→ Data listing:
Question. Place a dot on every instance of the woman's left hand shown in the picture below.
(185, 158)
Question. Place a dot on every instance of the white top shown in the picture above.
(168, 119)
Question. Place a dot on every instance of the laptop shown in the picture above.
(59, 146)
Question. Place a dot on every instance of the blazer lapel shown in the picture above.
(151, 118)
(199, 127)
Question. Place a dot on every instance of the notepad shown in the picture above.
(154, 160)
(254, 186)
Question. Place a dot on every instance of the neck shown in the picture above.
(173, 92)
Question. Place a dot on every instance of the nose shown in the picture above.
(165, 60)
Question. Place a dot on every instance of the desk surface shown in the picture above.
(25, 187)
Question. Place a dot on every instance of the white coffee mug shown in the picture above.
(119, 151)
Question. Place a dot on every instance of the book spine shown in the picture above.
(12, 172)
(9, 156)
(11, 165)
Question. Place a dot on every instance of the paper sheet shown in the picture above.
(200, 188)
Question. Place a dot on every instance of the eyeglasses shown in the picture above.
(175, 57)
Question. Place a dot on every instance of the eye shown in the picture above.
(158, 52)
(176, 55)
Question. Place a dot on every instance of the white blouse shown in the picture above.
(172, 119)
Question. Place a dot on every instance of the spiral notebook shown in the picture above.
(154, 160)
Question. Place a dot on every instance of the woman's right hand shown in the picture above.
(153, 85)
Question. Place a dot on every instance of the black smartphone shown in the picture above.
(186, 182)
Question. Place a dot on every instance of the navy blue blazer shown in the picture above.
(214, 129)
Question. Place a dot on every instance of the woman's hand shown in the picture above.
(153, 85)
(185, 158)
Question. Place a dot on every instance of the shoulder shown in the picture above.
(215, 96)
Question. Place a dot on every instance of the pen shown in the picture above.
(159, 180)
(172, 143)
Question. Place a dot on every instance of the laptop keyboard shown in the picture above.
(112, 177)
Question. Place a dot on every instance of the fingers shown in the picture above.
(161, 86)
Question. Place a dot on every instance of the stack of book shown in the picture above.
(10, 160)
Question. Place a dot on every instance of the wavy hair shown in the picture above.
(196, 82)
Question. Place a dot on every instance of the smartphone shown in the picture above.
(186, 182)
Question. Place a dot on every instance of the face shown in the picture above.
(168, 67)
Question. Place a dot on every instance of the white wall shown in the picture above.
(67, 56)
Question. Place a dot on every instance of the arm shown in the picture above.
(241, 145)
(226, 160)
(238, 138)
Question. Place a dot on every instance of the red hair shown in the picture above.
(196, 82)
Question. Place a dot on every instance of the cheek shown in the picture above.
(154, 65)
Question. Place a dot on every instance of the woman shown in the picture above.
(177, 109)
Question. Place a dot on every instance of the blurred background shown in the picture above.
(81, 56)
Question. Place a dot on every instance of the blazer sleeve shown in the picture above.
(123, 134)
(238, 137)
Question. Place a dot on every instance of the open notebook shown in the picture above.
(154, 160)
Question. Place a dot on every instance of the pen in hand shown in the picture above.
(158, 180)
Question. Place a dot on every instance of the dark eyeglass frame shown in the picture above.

→ Task prompt:
Exactly the lines from the one holding "Question. Place a dot on every instance of the cheek" through the end of the data are to be repeated, with both ends included.

→ Solution to this exercise:
Question. Place a dot on every instance of the cheek shown in the picture above.
(154, 65)
Question. Place a dot on every instance of the woman shown in the picture above.
(177, 109)
Question. Place a dot on every instance of the blurred background shown in the picture above.
(81, 56)
Question. Place a dot on every instance of the blazer sleeve shown in the picture above.
(123, 134)
(238, 137)
Question. Place a dot on every instance of the open notebook shown in the picture above.
(154, 160)
Question. Place a dot on every instance of the pen in hand shown in the picture above.
(158, 180)
Question. Place a dot on every instance of the dark eyeglass frame shown in the picture above.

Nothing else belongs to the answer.